[ZU ERLEDIGENDE AUFGABEN]
1) Fasse im Forumsthread zum Hitra-Treff den Absatz, der mit „Leider leider kam die Ankündgung“ beginnt, als kurze Stichpunktliste zusammen und behalte dabei die wesentlichen Fakten bei.
2) Gib den Abschnitt des Forumsthreads zum Hitra-Treff zwischen „Bei 750 km, 7“ und „Anderson (16. August 2006)“, einschließlich, wieder und tausche darin „Kiel“ gegen „Hamburg“ aus.

# Kommentare zu: Hitra-Treff 2006



## Anglerboard-Team (16. August 2006)

Hier könnt ihr diskutieren und kommentieren!


> *Werbung von Hitra Turistservice AS *
> 
> 
> 
> ...


----------



## schlot (16. August 2006)

*AW: Kommentare zu: Hitra-Treff 2006*

Muß Freitag noch arbeiten.
Bei 750 km, 7 Stunden Anfahrt nach Kiel ohne Stau leider nicht machbar.
Denke mal es macht mehr Sinn die 195.- Tacken
für die nächste Norgtour anzusparen.:q


----------



## Anderson (16. August 2006)

*AW: Kommentare zu: Hitra-Treff 2006*

Leider leider kam die Ankündgung zu spät.#c 
Sind in diesem Zeitraum in Dänemark unterwegs.Aber kann diesen Wochenendtrip wärmstens empfehlen.Wir waren beim ersten Treffen dabei und es hat tierisch Laune gemacht und es wurde das ein oder andere Ringnes vernichtet:q :q .Alles war gut organisiert und wir konnten uns auch mal Oslo anschauen.
Eine klasse Sache
Anderson|wavey:


----------

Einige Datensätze
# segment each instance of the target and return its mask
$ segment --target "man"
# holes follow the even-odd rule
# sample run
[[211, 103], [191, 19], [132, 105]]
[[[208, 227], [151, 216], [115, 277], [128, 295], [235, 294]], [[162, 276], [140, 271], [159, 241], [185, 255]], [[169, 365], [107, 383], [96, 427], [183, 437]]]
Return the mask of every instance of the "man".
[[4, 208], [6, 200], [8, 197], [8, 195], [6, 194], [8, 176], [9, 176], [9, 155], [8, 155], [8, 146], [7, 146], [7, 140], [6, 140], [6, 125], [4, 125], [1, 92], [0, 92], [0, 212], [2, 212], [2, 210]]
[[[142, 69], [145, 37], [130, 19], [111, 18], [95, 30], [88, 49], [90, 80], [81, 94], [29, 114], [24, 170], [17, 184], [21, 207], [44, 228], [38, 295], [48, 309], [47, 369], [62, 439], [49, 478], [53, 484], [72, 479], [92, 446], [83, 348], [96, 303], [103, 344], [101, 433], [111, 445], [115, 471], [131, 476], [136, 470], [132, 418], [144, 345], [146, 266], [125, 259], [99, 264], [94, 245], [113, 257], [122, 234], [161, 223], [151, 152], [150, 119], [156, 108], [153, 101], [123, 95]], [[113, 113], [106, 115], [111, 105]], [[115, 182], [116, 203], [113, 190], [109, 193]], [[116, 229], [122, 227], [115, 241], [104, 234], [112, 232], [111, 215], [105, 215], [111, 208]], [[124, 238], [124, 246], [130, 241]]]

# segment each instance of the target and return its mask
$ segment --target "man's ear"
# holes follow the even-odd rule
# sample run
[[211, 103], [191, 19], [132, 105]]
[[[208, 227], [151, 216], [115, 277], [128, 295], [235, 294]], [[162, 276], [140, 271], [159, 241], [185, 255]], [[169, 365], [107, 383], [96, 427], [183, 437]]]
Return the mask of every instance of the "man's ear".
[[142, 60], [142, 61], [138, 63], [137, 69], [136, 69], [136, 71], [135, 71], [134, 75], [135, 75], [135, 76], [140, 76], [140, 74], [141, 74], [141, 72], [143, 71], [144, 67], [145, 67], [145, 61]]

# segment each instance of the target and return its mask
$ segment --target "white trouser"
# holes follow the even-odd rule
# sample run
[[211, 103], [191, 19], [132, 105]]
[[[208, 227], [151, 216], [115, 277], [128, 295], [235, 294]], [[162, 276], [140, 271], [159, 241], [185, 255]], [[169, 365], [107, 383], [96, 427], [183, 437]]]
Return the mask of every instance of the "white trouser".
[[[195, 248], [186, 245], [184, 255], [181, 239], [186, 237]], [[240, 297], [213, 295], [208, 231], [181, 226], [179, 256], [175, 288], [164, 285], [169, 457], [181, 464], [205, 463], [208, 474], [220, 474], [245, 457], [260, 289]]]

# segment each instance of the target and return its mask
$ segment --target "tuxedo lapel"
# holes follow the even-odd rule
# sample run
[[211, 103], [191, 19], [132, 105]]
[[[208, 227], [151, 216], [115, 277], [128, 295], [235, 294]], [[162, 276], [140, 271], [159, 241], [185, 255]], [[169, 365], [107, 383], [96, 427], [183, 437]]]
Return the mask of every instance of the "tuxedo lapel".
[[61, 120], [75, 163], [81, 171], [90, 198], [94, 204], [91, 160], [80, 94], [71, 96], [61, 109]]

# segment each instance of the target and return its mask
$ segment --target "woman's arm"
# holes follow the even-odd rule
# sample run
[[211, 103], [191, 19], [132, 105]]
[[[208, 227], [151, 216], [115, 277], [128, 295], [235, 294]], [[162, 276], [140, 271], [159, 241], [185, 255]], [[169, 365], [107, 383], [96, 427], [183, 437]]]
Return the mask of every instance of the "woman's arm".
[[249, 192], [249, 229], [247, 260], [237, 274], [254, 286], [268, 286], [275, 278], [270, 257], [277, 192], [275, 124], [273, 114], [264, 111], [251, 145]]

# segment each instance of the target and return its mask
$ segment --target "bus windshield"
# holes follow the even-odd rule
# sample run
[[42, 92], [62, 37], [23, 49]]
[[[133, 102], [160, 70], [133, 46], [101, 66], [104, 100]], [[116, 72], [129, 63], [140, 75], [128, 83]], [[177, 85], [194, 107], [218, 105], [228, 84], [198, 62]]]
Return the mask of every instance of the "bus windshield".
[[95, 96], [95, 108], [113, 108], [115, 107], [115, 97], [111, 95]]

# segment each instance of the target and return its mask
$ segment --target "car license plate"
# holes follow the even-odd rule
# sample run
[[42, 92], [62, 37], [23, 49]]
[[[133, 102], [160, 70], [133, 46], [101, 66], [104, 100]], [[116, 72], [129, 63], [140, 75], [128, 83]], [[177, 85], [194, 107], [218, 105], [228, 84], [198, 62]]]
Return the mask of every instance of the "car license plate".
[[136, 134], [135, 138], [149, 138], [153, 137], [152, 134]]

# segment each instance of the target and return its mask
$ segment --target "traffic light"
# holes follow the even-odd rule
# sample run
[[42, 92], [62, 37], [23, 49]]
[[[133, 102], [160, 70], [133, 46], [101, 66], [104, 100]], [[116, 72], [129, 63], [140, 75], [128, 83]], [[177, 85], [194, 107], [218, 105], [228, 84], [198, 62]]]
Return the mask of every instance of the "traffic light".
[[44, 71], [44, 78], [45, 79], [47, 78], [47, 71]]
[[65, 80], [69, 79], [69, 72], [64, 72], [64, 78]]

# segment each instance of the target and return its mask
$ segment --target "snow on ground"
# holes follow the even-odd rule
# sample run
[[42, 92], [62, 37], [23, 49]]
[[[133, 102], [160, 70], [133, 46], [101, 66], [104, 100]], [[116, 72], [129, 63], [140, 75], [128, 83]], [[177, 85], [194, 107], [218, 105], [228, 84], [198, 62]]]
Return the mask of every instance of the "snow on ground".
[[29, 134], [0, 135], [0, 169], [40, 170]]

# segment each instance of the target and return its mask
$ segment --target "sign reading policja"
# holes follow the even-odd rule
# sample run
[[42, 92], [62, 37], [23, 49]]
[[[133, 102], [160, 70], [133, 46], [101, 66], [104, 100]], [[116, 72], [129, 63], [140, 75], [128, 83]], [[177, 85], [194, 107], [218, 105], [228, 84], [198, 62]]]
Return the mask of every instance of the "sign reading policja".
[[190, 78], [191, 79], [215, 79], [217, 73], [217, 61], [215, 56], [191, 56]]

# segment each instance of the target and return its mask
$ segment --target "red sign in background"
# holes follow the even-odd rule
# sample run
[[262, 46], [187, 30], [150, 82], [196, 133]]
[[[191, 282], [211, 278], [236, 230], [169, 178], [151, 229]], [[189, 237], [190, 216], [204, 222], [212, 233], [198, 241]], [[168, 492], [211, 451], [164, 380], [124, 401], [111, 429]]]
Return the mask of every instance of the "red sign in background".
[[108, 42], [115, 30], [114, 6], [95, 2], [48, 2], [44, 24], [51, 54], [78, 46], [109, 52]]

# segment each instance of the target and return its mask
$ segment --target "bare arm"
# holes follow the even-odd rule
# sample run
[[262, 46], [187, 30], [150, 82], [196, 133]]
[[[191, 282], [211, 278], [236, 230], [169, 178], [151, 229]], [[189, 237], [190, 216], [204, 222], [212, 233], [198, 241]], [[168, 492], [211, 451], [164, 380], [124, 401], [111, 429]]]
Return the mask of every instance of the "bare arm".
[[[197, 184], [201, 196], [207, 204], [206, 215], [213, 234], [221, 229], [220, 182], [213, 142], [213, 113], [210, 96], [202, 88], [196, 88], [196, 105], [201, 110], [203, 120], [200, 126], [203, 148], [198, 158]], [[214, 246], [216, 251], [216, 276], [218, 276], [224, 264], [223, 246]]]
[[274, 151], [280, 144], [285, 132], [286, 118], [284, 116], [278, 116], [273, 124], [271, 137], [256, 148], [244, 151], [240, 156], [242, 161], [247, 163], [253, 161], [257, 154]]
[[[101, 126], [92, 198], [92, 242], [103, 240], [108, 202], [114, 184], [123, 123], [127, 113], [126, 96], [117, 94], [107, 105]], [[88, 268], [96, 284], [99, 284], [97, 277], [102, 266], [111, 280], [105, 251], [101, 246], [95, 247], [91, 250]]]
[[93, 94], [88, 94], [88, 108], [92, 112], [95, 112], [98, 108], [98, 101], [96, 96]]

[ANTWORTEN JE AUFGABE]
1)
- Die Ankündigung kam zu spät.
- Im betreffenden Zeitraum sind sie in Dänemark unterwegs.
- Der Wochenendtrip wird wärmstens empfohlen.
- Sie waren beim ersten Treffen dabei, es hat viel Spaß gemacht, und es wurde einiges an Ringnes getrunken.
- Alles war gut organisiert, und sie konnten sich auch Oslo anschauen.
- Fazit: eine klasse Sache.

2)
Bei 750 km, 7 Stunden Anfahrt nach Hamburg ohne Stau leider nicht machbar.
Denke mal es macht mehr Sinn die 195.- Tacken
für die nächste Norgtour anzusparen.:q


----------



## Anderson (16. August 2006)